Supplied records —

══════════════════════════════

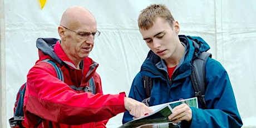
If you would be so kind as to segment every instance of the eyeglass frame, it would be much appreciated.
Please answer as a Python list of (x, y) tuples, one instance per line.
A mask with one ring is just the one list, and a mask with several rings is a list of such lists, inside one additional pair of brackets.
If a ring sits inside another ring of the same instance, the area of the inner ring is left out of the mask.
[[(77, 32), (73, 30), (70, 29), (70, 28), (68, 28), (61, 24), (60, 24), (60, 26), (62, 26), (62, 27), (65, 28), (66, 29), (68, 29), (70, 31), (76, 33), (81, 38), (84, 38), (84, 39), (87, 39), (88, 38), (89, 38), (89, 36), (90, 35), (92, 35), (92, 37), (93, 37), (93, 39), (94, 39), (95, 38), (95, 35), (96, 35), (97, 36), (99, 36), (101, 33), (101, 32), (99, 31), (98, 30), (92, 33), (87, 32)], [(97, 33), (99, 33), (99, 34), (97, 34)], [(82, 36), (83, 35), (86, 35), (86, 36)]]

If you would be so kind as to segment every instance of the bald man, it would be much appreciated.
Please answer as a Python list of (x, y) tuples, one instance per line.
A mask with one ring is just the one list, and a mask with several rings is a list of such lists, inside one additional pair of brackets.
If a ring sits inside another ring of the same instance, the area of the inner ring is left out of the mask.
[[(124, 92), (103, 95), (96, 72), (99, 64), (88, 57), (100, 34), (89, 11), (81, 6), (68, 8), (58, 32), (60, 40), (37, 41), (40, 59), (27, 75), (24, 99), (26, 127), (106, 127), (110, 118), (126, 110), (135, 117), (152, 111)], [(61, 70), (63, 80), (59, 80), (49, 60)]]

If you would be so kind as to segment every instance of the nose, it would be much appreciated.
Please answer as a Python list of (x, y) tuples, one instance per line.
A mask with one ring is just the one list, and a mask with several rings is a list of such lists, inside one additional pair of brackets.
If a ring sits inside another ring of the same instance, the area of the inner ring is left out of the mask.
[(153, 39), (152, 41), (154, 48), (158, 49), (161, 46), (160, 41), (157, 39)]
[(86, 41), (85, 41), (88, 44), (93, 45), (94, 43), (94, 38), (92, 35), (90, 35)]

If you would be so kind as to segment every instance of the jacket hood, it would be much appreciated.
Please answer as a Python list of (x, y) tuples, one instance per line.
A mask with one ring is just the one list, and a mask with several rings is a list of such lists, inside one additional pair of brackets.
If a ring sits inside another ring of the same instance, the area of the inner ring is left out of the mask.
[[(180, 62), (178, 66), (179, 67), (178, 71), (175, 71), (179, 74), (175, 79), (180, 79), (190, 75), (192, 60), (195, 57), (199, 56), (201, 52), (207, 51), (210, 49), (210, 46), (207, 43), (199, 37), (179, 35), (179, 38), (180, 42), (185, 45), (186, 48), (185, 54), (183, 56), (184, 60)], [(166, 66), (163, 66), (157, 68), (155, 66), (161, 61), (163, 61), (161, 58), (150, 50), (141, 66), (141, 72), (152, 78), (159, 77), (159, 76), (163, 76), (163, 78), (166, 78), (168, 76), (165, 74), (167, 73)], [(165, 73), (163, 73), (164, 72)]]
[(53, 38), (39, 38), (36, 41), (36, 47), (38, 48), (39, 58), (45, 55), (49, 55), (55, 61), (61, 64), (62, 61), (53, 51), (53, 47), (60, 40)]

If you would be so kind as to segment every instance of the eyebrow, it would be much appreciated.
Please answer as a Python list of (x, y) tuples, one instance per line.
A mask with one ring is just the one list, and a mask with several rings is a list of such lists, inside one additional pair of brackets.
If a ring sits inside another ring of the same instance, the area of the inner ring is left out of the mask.
[[(157, 36), (157, 35), (159, 35), (162, 33), (164, 32), (164, 31), (161, 31), (161, 32), (160, 32), (157, 33), (157, 34), (155, 35), (154, 36), (154, 37)], [(150, 38), (143, 38), (143, 40), (146, 40), (150, 39)]]

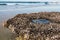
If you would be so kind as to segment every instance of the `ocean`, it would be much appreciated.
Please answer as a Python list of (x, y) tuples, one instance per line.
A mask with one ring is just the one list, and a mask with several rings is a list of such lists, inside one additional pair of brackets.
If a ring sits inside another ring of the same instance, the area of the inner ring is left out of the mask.
[[(19, 4), (19, 5), (18, 5)], [(60, 12), (60, 5), (44, 3), (8, 3), (0, 5), (0, 40), (10, 40), (11, 32), (3, 27), (3, 22), (17, 14), (35, 12)]]

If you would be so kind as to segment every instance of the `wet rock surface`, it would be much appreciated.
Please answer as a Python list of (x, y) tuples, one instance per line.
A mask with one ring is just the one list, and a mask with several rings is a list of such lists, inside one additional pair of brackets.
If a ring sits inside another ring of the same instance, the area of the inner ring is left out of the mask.
[[(48, 23), (33, 23), (32, 20), (48, 20)], [(39, 12), (18, 14), (7, 20), (4, 27), (16, 33), (17, 40), (60, 40), (60, 13)]]

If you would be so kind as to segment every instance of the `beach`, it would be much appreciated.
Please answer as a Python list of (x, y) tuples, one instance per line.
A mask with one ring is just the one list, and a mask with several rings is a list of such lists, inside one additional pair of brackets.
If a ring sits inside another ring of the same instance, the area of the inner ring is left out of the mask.
[(20, 5), (2, 5), (0, 6), (0, 40), (10, 40), (12, 32), (3, 27), (3, 23), (17, 14), (38, 13), (38, 12), (60, 12), (60, 5), (43, 6), (20, 6)]

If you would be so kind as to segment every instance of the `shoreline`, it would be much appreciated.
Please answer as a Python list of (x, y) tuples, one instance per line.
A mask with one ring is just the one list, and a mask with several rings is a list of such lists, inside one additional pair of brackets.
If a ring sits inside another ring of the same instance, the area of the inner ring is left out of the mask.
[[(33, 23), (32, 20), (35, 19), (46, 19), (50, 22), (46, 24)], [(60, 12), (18, 14), (13, 18), (8, 19), (6, 23), (4, 23), (4, 27), (17, 34), (16, 40), (59, 40)]]

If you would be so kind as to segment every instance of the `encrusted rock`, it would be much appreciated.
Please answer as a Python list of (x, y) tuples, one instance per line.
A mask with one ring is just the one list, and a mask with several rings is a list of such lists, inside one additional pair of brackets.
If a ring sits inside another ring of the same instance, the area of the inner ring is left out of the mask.
[[(45, 19), (49, 23), (33, 23), (32, 20)], [(18, 14), (4, 25), (17, 34), (17, 40), (60, 40), (60, 13), (40, 12)]]

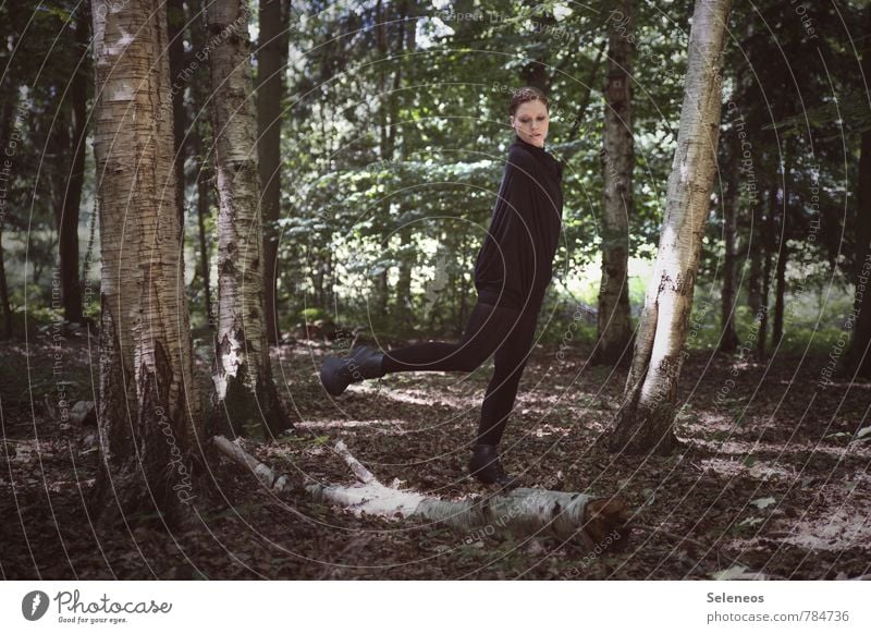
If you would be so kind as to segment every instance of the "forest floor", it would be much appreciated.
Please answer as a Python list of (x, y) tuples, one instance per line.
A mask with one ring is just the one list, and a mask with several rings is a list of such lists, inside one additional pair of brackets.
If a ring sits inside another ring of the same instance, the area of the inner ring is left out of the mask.
[[(52, 374), (60, 351), (59, 371)], [(273, 349), (296, 432), (245, 441), (289, 476), (353, 477), (342, 439), (381, 481), (445, 499), (486, 491), (466, 477), (492, 361), (471, 374), (389, 375), (332, 399), (318, 380), (322, 342)], [(871, 385), (818, 386), (829, 358), (775, 354), (758, 364), (695, 352), (685, 363), (667, 458), (593, 447), (619, 402), (625, 370), (591, 367), (589, 346), (537, 346), (502, 443), (527, 486), (628, 501), (634, 529), (617, 552), (499, 527), (459, 534), (407, 520), (355, 517), (304, 493), (281, 498), (223, 459), (200, 497), (201, 522), (168, 534), (157, 514), (90, 521), (96, 427), (62, 424), (94, 400), (96, 341), (48, 336), (0, 344), (0, 573), (4, 578), (696, 580), (856, 578), (871, 572)], [(198, 352), (204, 376), (206, 346)], [(58, 381), (66, 381), (59, 388)], [(734, 381), (734, 382), (732, 382)], [(303, 513), (300, 520), (289, 507)]]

══════════════════════════════

Task objective — Reproduce word for word everything in the listing from the line containing "eyebrow, it would be much appreciated." down to the line containing "14), (35, 12)]]", including both of those lines. Leave the pictures out.

Solution —
If you would be so kind as to segment every instance of the eyebrow, it would be much appreciated.
Please answer as a Python list of (x, y) tuples, one instance per line.
A mask with one ring is just the one list, and a mask with several rings is a list of such lists, inside one additional pair of brackets.
If a ring sits inside another ring of the same instance, the area of the inner ring is left out of the mask.
[[(157, 36), (157, 35), (159, 35), (162, 33), (164, 32), (164, 31), (161, 31), (161, 32), (160, 32), (157, 33), (157, 34), (155, 35), (154, 36), (154, 37)], [(150, 38), (143, 38), (143, 40), (146, 40), (150, 39)]]

If you would be so kind as to segment every instance of the `ocean`, it would be much appreciated.
Please answer as a Python list of (x, y) tuples, one instance per line.
A mask with one ring is just the one list, and a mask with several rings is a list of such lists, inside one additional pair of brackets.
If a ring sits inside another ring of the same instance, the area of the inner ring is left out of the mask.
[[(19, 4), (19, 5), (18, 5)], [(60, 12), (60, 5), (44, 3), (8, 3), (0, 5), (0, 40), (10, 40), (11, 32), (3, 27), (3, 22), (17, 14), (35, 12)]]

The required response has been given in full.